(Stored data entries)
# # # # #

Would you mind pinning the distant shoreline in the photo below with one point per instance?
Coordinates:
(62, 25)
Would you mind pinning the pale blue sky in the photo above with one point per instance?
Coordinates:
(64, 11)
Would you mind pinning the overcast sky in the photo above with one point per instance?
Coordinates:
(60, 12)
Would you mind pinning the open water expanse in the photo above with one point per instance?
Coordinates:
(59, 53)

# # # # #

__WHAT TO WORK ON__.
Nothing is to be left out; every record above must be repeated exactly.

__EXERCISE SOLUTION__.
Would you mind pinning the distant shoreline in the photo below with one point per instance?
Coordinates:
(62, 25)
Would you mind pinning the pale blue sky in the photo above with one point per instance?
Coordinates:
(64, 11)
Would you mind pinning the overcast sky in the photo above with one point per instance?
Coordinates:
(60, 12)
Would you mind pinning the open water expanse in the photo above with one point per instance?
Coordinates:
(59, 53)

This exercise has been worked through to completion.